» **ENTRIES PROVIDED**
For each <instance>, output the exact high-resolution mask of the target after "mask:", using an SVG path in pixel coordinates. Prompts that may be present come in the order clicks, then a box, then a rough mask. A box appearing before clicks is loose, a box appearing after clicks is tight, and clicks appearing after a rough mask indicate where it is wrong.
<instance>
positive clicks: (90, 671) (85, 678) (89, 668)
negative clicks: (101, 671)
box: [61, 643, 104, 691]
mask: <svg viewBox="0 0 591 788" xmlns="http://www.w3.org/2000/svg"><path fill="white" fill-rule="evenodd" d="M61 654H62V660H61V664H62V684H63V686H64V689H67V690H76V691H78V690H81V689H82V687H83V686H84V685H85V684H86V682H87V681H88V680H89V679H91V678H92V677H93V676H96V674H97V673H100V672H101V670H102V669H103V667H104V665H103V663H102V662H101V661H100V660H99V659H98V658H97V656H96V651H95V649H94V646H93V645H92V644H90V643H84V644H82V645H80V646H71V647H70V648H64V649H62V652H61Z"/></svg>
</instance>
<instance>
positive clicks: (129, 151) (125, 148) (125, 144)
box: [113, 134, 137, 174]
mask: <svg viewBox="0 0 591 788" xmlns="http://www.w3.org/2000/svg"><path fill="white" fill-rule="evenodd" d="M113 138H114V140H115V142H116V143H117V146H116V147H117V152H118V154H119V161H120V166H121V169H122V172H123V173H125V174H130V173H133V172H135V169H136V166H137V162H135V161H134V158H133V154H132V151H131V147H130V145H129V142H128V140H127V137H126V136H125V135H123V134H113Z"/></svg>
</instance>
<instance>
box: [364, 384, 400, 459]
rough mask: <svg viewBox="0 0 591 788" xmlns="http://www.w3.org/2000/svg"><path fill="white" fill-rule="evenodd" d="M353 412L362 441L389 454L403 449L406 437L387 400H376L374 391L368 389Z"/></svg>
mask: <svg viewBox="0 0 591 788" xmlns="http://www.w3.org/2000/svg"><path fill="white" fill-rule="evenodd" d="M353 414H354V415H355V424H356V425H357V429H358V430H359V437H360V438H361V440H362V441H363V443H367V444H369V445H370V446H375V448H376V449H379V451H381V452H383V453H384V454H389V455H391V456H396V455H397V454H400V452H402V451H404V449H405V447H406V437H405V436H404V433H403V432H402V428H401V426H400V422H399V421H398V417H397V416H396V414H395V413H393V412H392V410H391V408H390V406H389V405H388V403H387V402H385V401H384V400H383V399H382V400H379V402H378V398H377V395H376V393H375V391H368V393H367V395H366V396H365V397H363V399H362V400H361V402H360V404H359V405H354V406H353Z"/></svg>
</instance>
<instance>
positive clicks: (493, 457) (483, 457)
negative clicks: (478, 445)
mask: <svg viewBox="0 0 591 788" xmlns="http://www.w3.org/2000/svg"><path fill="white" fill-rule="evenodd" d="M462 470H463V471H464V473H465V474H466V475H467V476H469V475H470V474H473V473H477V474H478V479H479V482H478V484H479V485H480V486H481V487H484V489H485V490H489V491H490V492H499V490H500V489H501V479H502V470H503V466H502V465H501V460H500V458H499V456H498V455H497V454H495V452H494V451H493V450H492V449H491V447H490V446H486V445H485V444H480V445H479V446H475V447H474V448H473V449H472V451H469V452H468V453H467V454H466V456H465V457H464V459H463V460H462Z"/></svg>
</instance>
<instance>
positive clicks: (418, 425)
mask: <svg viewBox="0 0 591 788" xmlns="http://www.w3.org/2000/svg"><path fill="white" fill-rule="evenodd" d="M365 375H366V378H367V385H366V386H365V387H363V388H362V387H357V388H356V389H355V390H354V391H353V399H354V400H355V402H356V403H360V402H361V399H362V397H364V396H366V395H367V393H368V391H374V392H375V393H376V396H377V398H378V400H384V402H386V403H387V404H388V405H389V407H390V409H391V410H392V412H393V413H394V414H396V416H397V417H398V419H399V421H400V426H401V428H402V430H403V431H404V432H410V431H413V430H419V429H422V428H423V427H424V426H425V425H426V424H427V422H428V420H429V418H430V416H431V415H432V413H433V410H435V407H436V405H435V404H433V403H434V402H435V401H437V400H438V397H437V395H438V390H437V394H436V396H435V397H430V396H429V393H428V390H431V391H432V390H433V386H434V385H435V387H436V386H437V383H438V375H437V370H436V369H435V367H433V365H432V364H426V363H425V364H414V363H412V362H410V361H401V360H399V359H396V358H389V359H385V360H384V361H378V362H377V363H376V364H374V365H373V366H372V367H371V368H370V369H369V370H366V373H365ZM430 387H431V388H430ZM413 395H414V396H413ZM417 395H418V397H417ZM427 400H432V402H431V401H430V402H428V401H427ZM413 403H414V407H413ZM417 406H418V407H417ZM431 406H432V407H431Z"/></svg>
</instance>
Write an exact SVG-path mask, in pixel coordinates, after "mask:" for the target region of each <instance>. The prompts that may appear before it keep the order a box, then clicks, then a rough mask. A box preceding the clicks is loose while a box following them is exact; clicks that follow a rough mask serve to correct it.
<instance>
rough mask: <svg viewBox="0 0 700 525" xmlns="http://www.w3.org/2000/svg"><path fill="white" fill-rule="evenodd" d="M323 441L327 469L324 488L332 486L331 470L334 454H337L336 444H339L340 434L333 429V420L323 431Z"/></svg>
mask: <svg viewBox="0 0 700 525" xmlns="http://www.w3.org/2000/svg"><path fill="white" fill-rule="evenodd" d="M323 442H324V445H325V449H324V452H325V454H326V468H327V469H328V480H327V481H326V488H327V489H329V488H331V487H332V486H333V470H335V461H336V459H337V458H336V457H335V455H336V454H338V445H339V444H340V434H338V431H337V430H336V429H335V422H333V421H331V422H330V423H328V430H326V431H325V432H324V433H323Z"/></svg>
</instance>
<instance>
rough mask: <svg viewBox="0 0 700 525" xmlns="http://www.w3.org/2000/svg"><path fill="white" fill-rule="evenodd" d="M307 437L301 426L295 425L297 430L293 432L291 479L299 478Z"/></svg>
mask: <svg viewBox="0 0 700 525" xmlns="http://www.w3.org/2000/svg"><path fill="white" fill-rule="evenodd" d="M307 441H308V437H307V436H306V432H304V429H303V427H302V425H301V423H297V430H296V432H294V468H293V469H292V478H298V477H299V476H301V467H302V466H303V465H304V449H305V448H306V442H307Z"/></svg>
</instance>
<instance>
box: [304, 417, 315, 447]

» **EXERCISE DIRECTIONS**
An exact copy of all the entries is the required answer.

» **WRITTEN SOLUTION**
For each <instance>, output the exact high-resolution mask of the target after "mask:", using an SVG path in pixel coordinates. Prompts that may be present come in the order clicks, then a box, then a rough mask. A box appearing before clicks is loose, a box appearing after clicks is tight, and clicks appearing after a rough mask indicate where it is wrong.
<instance>
positive clicks: (90, 671) (85, 678) (89, 668)
negative clicks: (101, 671)
box: [61, 643, 104, 691]
mask: <svg viewBox="0 0 591 788" xmlns="http://www.w3.org/2000/svg"><path fill="white" fill-rule="evenodd" d="M61 654H62V660H61V664H62V684H63V686H64V689H67V690H76V691H78V690H81V689H82V687H83V686H84V685H85V684H86V682H87V681H88V680H89V679H91V678H92V677H93V676H96V674H97V673H100V672H101V670H102V669H103V667H104V665H103V663H102V662H101V661H100V660H99V659H98V658H97V656H96V651H95V649H94V646H93V645H92V644H90V643H84V644H82V645H80V646H71V647H70V648H64V649H62V652H61Z"/></svg>
</instance>
<instance>
positive clicks: (129, 151) (125, 148) (125, 144)
box: [113, 134, 137, 174]
mask: <svg viewBox="0 0 591 788" xmlns="http://www.w3.org/2000/svg"><path fill="white" fill-rule="evenodd" d="M113 138H114V140H115V142H116V143H117V146H116V147H117V152H118V154H119V161H120V166H121V169H122V172H123V173H125V174H130V173H133V172H135V169H136V166H137V162H135V161H134V158H133V154H132V151H131V147H130V145H129V142H128V140H127V137H126V136H125V135H123V134H113Z"/></svg>
</instance>
<instance>
box: [364, 384, 400, 459]
rough mask: <svg viewBox="0 0 591 788" xmlns="http://www.w3.org/2000/svg"><path fill="white" fill-rule="evenodd" d="M353 412L362 441L389 454L403 449L406 437L387 400H376L374 391L368 389Z"/></svg>
mask: <svg viewBox="0 0 591 788" xmlns="http://www.w3.org/2000/svg"><path fill="white" fill-rule="evenodd" d="M353 414H354V415H355V424H356V425H357V429H358V430H359V437H360V438H361V440H362V441H363V443H367V444H369V445H370V446H375V448H376V449H379V451H381V452H383V453H384V454H389V455H391V456H396V455H397V454H400V452H402V451H404V449H405V447H406V437H405V436H404V433H403V432H402V428H401V426H400V422H399V421H398V417H397V416H396V414H395V413H393V412H392V410H391V408H390V406H389V405H388V403H387V402H385V401H384V400H383V399H382V400H379V402H378V398H377V395H376V393H375V391H368V393H367V395H366V396H365V397H363V399H362V400H361V402H360V404H359V405H354V406H353Z"/></svg>
</instance>
<instance>
positive clicks: (493, 457) (483, 457)
negative clicks: (478, 445)
mask: <svg viewBox="0 0 591 788" xmlns="http://www.w3.org/2000/svg"><path fill="white" fill-rule="evenodd" d="M462 470H463V471H464V473H465V474H466V475H467V476H469V475H470V474H473V473H477V474H478V479H479V482H478V484H479V485H480V486H481V487H484V489H485V490H489V491H490V492H499V490H500V489H501V479H502V470H503V466H502V465H501V460H500V458H499V456H498V455H497V454H495V452H494V451H493V450H492V449H491V447H490V446H486V445H485V444H480V445H479V446H475V447H474V448H473V449H472V451H469V452H468V453H467V454H466V456H465V457H464V459H463V460H462Z"/></svg>
</instance>
<instance>
positive clicks: (418, 425)
mask: <svg viewBox="0 0 591 788" xmlns="http://www.w3.org/2000/svg"><path fill="white" fill-rule="evenodd" d="M365 375H366V378H367V385H366V386H365V387H363V388H362V387H357V388H356V389H355V390H354V391H353V399H354V400H355V402H356V403H360V402H361V399H362V397H364V396H366V395H367V393H368V391H374V392H375V393H376V396H377V398H378V400H384V402H386V403H387V404H388V405H389V407H390V409H391V410H392V412H393V413H394V414H396V416H397V417H398V419H399V421H400V426H401V428H402V430H403V431H404V432H410V431H413V430H419V429H422V428H423V427H424V426H425V425H426V424H427V422H428V420H429V418H430V416H431V415H432V413H433V410H435V407H436V405H435V404H433V403H434V402H435V401H437V400H438V397H437V395H438V390H437V394H436V396H435V397H430V396H429V393H428V390H431V391H432V390H433V386H434V385H435V387H436V386H437V383H438V375H437V370H436V369H435V367H433V365H432V364H426V363H425V364H414V363H412V362H410V361H401V360H399V359H396V358H389V359H385V360H384V361H378V362H377V363H376V364H374V365H373V366H372V367H371V368H370V369H369V370H366V373H365ZM430 387H431V388H430ZM413 395H414V396H413ZM417 395H418V397H417ZM427 400H432V402H431V401H430V402H428V401H427ZM413 403H414V407H413ZM417 406H418V407H417ZM431 406H432V407H431Z"/></svg>
</instance>
Write an exact SVG-path mask, in pixel coordinates, after "mask:" for the target region of each <instance>. The prompts that may appear before it keep the order a box, then clicks, then a rough mask. A box preceding the clicks is loose while a box following them is exact; clicks that follow a rough mask serve to correct it.
<instance>
rough mask: <svg viewBox="0 0 700 525" xmlns="http://www.w3.org/2000/svg"><path fill="white" fill-rule="evenodd" d="M323 441L327 469L324 488L332 486L331 470L334 454H337L336 444H339L340 434L333 429V420L323 431Z"/></svg>
mask: <svg viewBox="0 0 700 525" xmlns="http://www.w3.org/2000/svg"><path fill="white" fill-rule="evenodd" d="M323 442H324V445H325V449H324V452H325V454H326V468H327V469H328V480H327V481H326V488H327V489H329V488H331V487H332V486H333V470H335V461H336V459H337V458H336V457H335V455H336V454H338V445H339V444H340V434H338V431H337V430H336V429H335V422H333V421H331V422H330V423H328V430H326V431H325V432H324V433H323Z"/></svg>
</instance>
<instance>
rough mask: <svg viewBox="0 0 700 525" xmlns="http://www.w3.org/2000/svg"><path fill="white" fill-rule="evenodd" d="M307 437L301 426L295 425L297 430L293 432L291 479L299 478Z"/></svg>
mask: <svg viewBox="0 0 700 525" xmlns="http://www.w3.org/2000/svg"><path fill="white" fill-rule="evenodd" d="M307 441H308V437H307V436H306V432H304V429H303V427H302V425H301V423H297V430H296V432H294V468H293V469H292V478H298V477H299V476H301V467H302V466H303V465H304V449H305V448H306V442H307Z"/></svg>
</instance>
<instance>
box: [304, 417, 315, 447]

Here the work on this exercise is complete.